_PROBLEM TO SOLVE_
Please repeat every entry that follows, keeping each one exactly the same.

Dataset records:
________

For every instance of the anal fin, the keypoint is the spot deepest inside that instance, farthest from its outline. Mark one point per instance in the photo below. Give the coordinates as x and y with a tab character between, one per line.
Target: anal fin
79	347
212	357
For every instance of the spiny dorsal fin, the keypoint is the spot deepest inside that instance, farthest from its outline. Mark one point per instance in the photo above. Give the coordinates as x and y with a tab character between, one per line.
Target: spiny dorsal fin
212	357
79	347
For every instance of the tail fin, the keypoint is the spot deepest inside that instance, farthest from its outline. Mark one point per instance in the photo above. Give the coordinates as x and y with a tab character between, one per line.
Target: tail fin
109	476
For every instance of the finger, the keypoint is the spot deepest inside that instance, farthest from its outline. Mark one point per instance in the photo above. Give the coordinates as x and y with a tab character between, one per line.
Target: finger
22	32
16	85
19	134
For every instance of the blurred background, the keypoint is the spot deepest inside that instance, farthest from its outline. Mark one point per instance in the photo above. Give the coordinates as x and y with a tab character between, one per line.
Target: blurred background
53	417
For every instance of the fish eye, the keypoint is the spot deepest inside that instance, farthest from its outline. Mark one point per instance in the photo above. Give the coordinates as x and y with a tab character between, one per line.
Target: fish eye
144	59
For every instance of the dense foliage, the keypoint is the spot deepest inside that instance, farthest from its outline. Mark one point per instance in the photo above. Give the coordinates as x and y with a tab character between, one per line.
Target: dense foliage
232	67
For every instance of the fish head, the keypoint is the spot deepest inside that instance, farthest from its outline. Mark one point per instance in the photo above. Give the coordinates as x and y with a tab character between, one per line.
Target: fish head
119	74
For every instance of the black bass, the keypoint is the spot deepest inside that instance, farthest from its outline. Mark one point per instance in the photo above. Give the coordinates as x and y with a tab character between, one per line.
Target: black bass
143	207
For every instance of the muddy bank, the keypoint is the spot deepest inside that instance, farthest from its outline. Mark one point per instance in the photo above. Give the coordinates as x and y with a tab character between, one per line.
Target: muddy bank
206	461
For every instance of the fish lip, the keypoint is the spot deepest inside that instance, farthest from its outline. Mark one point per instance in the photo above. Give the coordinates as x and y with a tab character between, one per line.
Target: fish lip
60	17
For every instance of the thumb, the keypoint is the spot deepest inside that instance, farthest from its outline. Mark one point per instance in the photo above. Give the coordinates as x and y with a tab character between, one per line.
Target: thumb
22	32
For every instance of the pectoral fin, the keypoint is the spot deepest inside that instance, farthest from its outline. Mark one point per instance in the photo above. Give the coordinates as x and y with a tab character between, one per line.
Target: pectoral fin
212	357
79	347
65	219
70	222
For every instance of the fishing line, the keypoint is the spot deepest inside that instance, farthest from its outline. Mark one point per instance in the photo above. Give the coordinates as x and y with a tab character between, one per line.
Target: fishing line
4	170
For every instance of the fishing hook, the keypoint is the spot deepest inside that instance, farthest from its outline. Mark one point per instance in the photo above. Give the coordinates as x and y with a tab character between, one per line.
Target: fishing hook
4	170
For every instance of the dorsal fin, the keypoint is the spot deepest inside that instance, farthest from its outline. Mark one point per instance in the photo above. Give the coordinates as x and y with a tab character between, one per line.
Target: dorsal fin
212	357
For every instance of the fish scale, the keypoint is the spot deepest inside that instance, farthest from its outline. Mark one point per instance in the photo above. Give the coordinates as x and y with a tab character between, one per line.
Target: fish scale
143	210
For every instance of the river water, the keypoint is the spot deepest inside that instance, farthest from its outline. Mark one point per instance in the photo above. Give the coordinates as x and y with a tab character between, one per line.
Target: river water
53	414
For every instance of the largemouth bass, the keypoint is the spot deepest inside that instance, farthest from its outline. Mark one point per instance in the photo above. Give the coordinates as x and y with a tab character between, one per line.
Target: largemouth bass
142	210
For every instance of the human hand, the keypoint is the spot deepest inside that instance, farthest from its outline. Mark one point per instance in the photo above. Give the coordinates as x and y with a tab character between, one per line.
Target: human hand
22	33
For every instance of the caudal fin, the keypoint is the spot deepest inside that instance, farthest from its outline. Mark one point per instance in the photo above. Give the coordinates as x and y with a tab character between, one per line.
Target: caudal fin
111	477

________

_RESULT_
For every instance of the anal fin, the keypoint is the spot deepest inside that instance, farthest from its outline. Mark one point per instance in the photo below. Give the coordinates as x and y with a tab character between, one per line.
Target: anal fin
79	347
212	357
For every instance of the spiny dorsal fin, the keypoint is the spot deepest inside that instance, farthest from its outline. Mark one point per instance in the photo above. Give the coordinates as x and y with a tab character between, one per line.
Target: spiny dorsal fin
212	357
79	347
For every instance of the tail fin, the keypoint is the spot deepest inside that instance, farthest from its outline. Mark one point per instance in the photo above. Give the coordinates as x and y with a tab character between, one per line.
Target: tail fin
109	476
For every instance of the finger, the keypoint is the spot deepest inside that instance, farthest from its outline. Mark one point per instance in the photo above. Give the coordinates as x and y with a tab character between, one per line.
Target: finger
22	32
16	85
19	134
For every instance of the blurred background, the keypoint is the spot deepest inside that instance, farthest from its outline. Mark one point per instance in the photo above. Give the coordinates as x and y with a tab character between, one per line.
Target: blurred background
53	417
For every instance of the fish eye, the keypoint is the spot deepest inside that instance, farthest from its outline. Mark one point per instance in the photo above. Give the coordinates as x and y with a tab character between, one per line.
Target: fish eye
144	59
For every instance of the dense foliage, the keypoint is the spot deepest inside that instance, farthest from its outline. Mark one point per instance in the photo above. Give the coordinates as x and y with a tab character between, one per line.
Target: dense foliage
232	67
For every instance of the fish head, the keypoint is the spot deepest inside that instance, farthest from its outline. Mark one point per instance in the photo above. Give the coordinates as x and y with a tab character between, one per line.
Target: fish head
119	74
For every instance of the black bass, the keypoint is the spot deepest inside that instance, farthest from its outline. Mark one point per instance in the photo above. Give the coordinates as x and y with a tab character between, one per line.
Target: black bass
143	207
For every instance of the muddy bank, the keypoint is the spot deepest inside that instance, farthest from its outline. Mark one point per instance in the photo above. Give the coordinates as x and y with a tab character between, one per line.
Target: muddy bank
206	461
For every instance of the fish lip, the keypoint is the spot deepest inside that instance, farthest from its outline. Mark one point per instance in the photo above. Give the coordinates as x and y with a tab character between, one per line.
Target: fish lip
60	17
For every instance of the thumb, the keypoint is the spot deepest inside that instance, farthest from its outline. Mark one point per instance in the photo above. Give the coordinates as x and y with a tab character between, one per line.
Target: thumb
22	32
For every instance of the pectoral fin, the keypoint is the spot deepest inside that instance, farthest from its outline. Mark one point per instance in the photo above. Give the coordinates as x and y with a tab character between, one per line.
Target: pectoral fin
212	357
79	347
65	219
70	222
For every instance of the fishing line, the keypoint is the spot deepest inside that instance, farthest from its outline. Mark one point per instance in the photo above. Give the coordinates as x and y with a tab character between, one per line.
Target: fishing line
4	170
For every instance of the fishing hook, the keypoint is the spot deepest inside that instance, farthest from its outline. Mark one point per instance in the photo above. Give the coordinates as x and y with a tab character between, one per line.
Target: fishing hook
4	170
For every instance of the dorsal fin, the keypoint is the spot deepest inside that instance, farthest from its outline. Mark one point per instance in the photo above. Give the coordinates as x and y with a tab character between, one per line.
Target: dorsal fin
212	357
For every instance of the fish scale, the keypoint is the spot deepest inside that instance, farthest from its outline. Mark one point per instance in the photo above. Give the coordinates as x and y with a tab character between, one per line.
Target: fish scale
143	210
For every instance of the river water, the keypoint is the spot deepest inside that instance, farthest from its outline. Mark one point per instance in the photo above. Give the coordinates as x and y with a tab character between, one per line.
Target: river water
53	414
For every instance of the largemouth bass, the keypoint is the spot deepest inside that instance, farthest from its outline. Mark one point per instance in the photo above. Give the coordinates as x and y with a tab character between, one per line.
Target: largemouth bass
142	210
For every instance of the human hand, the keypoint is the spot deepest inside that instance, farthest from its outline. Mark one point per instance in the photo above. Give the coordinates as x and y with a tab character between, one per line.
Target: human hand
22	33
For every instance of the caudal fin, the keypoint is the spot deepest inside that instance, farthest from its outline. Mark one point per instance in the photo above. Give the coordinates as x and y with a tab character between, one per line.
Target: caudal fin
111	477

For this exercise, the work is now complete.